Work to do:
Count the lines in the data below that contain the string "window", treating uppercase and lowercase as distinct, and reply with that number alone.

━━━ Data

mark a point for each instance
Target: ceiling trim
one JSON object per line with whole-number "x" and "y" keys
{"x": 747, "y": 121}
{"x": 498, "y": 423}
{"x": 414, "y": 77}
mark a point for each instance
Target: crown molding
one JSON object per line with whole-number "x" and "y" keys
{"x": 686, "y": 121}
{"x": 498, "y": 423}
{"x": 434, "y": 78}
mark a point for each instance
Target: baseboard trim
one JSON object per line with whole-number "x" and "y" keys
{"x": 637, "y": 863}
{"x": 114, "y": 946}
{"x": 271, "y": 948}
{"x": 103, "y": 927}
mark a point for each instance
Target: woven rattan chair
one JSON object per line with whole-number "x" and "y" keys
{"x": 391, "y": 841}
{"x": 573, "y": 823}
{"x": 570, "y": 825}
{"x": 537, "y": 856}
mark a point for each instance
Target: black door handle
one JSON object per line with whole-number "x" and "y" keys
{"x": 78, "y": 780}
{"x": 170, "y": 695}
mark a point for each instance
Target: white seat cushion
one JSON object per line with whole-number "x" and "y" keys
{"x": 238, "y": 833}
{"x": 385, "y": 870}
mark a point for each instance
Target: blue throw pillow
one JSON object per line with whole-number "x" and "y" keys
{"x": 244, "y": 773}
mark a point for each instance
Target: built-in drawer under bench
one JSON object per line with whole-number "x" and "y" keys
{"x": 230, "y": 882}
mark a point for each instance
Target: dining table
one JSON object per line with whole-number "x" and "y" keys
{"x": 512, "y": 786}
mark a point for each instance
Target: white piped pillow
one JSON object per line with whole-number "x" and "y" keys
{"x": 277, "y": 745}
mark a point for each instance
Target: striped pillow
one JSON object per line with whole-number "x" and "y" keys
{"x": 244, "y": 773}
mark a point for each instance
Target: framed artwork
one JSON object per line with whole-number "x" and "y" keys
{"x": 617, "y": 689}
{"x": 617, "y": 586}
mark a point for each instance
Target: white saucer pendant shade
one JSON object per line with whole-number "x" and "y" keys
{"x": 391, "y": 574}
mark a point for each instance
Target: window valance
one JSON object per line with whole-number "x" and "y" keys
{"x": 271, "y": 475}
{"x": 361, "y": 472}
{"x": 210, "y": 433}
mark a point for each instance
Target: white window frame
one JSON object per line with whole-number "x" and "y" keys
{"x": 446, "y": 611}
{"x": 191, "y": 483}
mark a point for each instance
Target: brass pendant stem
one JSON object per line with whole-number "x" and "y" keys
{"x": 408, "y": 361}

━━━━━━

Solution for this exercise:
2